Task requirements = Find the line containing "[indicate] ice hockey" in the entries below. Reproduce that line and each one after it to the end, exactly, with no other lines.

Supplied data =
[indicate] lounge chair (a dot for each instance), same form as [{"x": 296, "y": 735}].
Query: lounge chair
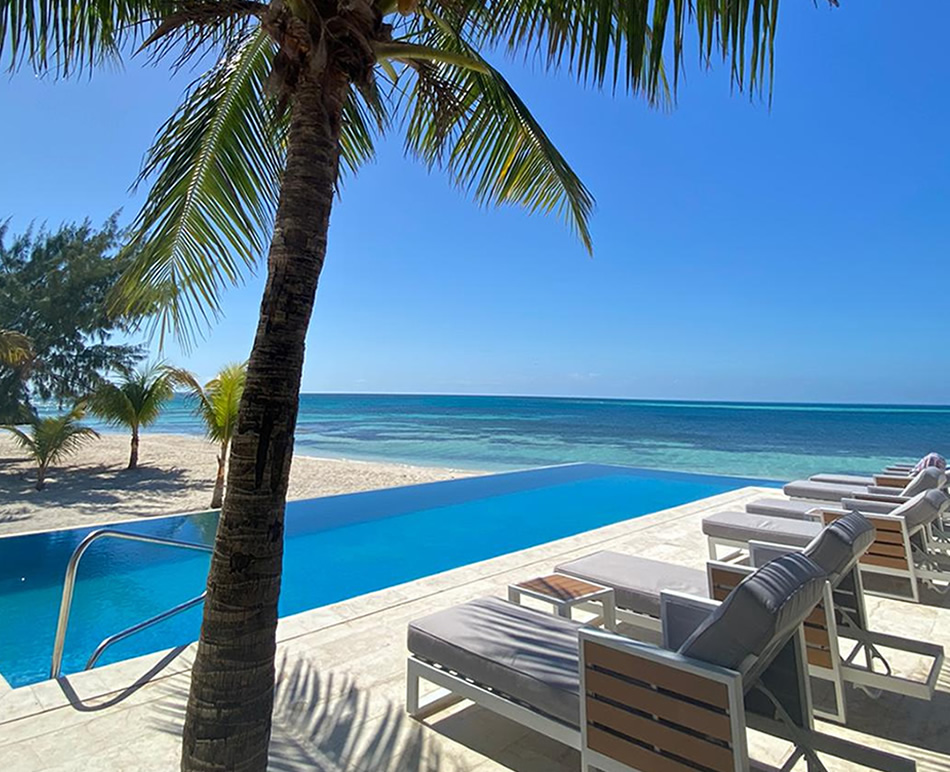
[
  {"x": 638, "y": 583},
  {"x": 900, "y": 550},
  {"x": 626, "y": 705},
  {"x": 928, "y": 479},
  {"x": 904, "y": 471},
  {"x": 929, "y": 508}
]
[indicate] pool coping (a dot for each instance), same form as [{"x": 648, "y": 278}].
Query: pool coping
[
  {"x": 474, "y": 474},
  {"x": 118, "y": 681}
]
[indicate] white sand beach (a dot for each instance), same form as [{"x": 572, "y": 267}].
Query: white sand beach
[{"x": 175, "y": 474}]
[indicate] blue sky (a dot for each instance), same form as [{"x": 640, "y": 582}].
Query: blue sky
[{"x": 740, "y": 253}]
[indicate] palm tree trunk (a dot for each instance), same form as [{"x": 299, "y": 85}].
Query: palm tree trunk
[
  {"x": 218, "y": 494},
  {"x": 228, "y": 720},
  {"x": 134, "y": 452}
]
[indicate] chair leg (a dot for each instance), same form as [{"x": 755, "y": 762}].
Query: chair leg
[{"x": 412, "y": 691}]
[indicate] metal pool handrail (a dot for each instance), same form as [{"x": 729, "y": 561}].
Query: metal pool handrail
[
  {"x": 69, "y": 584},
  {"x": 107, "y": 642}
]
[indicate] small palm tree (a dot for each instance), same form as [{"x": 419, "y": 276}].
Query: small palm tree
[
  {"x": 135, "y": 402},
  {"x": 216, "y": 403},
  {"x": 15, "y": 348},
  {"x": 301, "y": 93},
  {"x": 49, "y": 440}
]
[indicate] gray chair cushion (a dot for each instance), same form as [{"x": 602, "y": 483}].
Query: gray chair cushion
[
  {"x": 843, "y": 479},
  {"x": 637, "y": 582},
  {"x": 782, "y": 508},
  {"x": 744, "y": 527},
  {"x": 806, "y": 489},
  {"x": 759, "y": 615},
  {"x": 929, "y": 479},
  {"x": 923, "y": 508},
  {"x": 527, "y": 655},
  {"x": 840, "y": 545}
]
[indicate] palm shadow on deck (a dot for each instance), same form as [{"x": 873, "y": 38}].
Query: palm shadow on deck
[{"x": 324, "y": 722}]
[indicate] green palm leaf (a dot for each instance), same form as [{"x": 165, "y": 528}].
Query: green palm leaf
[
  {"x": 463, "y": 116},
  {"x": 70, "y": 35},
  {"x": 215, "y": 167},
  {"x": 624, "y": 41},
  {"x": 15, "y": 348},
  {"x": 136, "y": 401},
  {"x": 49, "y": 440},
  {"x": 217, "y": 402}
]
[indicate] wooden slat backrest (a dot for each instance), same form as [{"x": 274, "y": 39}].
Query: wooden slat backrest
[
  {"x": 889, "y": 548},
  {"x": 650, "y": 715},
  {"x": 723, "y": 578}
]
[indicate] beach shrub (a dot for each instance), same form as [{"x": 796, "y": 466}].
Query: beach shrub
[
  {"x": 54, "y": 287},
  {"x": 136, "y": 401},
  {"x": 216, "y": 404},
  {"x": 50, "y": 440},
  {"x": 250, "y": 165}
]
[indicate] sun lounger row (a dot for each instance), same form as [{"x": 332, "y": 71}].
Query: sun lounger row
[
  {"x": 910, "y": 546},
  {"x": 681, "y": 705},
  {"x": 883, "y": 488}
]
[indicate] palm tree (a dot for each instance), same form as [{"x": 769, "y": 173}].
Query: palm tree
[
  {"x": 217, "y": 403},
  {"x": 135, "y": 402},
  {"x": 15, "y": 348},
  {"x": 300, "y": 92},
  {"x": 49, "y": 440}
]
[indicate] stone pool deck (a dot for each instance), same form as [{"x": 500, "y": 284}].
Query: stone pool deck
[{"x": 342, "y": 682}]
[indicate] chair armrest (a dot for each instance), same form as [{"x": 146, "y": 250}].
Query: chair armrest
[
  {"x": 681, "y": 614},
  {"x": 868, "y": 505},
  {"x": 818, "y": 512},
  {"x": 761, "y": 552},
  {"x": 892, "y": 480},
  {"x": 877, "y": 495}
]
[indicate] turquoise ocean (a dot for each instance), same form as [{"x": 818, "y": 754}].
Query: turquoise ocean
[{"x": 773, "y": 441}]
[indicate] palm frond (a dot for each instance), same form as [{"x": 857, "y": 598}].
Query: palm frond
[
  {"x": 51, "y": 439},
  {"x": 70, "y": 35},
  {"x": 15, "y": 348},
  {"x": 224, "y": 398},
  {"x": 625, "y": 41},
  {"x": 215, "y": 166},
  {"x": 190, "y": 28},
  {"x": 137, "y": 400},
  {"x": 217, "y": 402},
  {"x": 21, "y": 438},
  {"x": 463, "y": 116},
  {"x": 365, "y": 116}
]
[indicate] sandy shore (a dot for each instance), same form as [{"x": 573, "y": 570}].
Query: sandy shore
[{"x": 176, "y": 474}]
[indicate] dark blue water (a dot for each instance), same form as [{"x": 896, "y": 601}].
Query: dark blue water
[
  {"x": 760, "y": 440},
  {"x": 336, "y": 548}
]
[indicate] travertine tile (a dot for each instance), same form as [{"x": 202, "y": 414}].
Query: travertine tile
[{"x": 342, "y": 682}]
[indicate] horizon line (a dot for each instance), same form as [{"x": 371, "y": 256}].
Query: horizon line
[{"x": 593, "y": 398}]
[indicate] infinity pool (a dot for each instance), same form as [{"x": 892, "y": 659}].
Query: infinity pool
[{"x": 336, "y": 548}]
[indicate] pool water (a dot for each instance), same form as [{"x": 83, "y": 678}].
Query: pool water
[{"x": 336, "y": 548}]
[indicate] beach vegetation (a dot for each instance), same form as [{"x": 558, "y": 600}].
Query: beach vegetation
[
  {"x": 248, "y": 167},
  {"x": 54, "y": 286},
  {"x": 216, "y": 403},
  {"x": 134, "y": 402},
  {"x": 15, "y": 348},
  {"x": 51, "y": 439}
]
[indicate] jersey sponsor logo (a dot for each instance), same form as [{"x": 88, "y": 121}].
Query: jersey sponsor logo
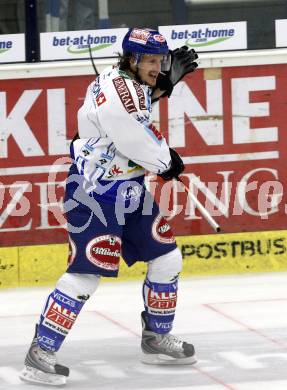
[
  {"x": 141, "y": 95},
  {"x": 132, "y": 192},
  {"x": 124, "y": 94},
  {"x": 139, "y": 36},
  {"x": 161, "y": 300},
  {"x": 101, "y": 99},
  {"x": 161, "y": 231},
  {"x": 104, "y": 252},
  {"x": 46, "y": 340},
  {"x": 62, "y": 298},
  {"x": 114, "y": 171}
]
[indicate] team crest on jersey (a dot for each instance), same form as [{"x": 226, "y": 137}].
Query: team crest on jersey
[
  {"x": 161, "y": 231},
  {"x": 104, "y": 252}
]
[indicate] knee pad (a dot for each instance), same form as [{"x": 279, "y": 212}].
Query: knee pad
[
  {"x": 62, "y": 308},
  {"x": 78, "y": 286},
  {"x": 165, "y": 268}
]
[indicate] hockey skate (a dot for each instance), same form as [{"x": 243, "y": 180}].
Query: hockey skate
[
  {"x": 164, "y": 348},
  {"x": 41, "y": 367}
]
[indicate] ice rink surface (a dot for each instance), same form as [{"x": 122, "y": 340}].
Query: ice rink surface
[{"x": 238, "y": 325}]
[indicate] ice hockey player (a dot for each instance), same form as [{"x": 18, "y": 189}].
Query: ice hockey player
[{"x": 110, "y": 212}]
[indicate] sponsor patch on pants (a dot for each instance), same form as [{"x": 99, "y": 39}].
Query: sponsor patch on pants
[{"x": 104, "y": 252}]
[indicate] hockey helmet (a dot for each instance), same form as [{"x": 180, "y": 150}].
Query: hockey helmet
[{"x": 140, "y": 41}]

Answer section =
[indicate] ice hockey player (a dot for each instance), same form as [{"x": 18, "y": 189}].
Query: ice hockey player
[{"x": 110, "y": 212}]
[indicate] sponsor patch on pants (a dot for each instance), same form as [{"x": 99, "y": 39}].
Query: sponsor patch on pants
[{"x": 104, "y": 252}]
[indicate] hockey helmet (a dot for each instance), same form as [{"x": 180, "y": 150}].
Query: hockey helmet
[{"x": 140, "y": 41}]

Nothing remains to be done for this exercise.